▶ _出題 1_
次の抜粋を読み、問いに答えよ。
(a) フェミニズム神学は、どの神学の系譜の中にあるとされているか。
(b) 解放の神学を構築したのは誰か。
(c) 「解放の神学」の系譜にあるとされる二つの神学は何か。

●はじめに
フェミニズム神学は、1960年代からの解放神学の系譜の中にある。
解放の神学は、南米のカトリック教会の神父が、独裁政権下で貧困と人権蹂躙にあえぐ人民を解放する動機で構築した神学である。ところが実践理論として共産主義を取り入れてしまったことに失敗の原因がある。
「解放の神学」の系譜には「黒人神学」と「フェミニズム神学」がある。
これらの神学は、人間本性の回復という摂理的背景で登場したものであるが、サタンの巧妙な思想工作によって、無神論共産主義と手を組んでしまった運動が少なくない。これはフェミニズム運動も例外ではない。
●フェミニズム運動概要を「アベル型」と「カイン型」に分類し以下に整理した。

▶ _処理する記録_
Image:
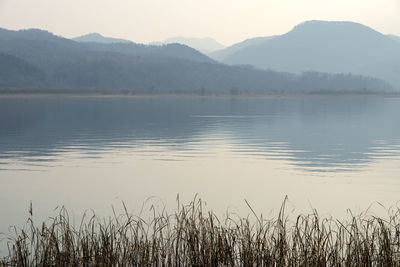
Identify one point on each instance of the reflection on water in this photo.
(314, 134)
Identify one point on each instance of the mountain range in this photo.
(98, 38)
(38, 59)
(323, 46)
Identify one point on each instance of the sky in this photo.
(227, 21)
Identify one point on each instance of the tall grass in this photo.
(192, 237)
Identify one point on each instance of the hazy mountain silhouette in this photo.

▶ _出題 2_
上の記録の全行を、指示文も含めて書き直してください。答えの座標の数値にはすべて130を加え、画像は出力から省くこと。

▶ _解答 1_
(a) 1960年代からの解放神学の系譜
(b) 南米のカトリック教会の神父
(c) 「黒人神学」と「フェミニズム神学」

▶ _解答 2_
Image:
Identify one point on each instance of the reflection on water in this photo.
(444, 264)
Identify one point on each instance of the mountain range in this photo.
(228, 168)
(168, 189)
(453, 176)
Identify one point on each instance of the sky in this photo.
(357, 151)
Identify one point on each instance of the tall grass in this photo.
(322, 367)
Identify one point on each instance of the hazy mountain silhouette in this photo.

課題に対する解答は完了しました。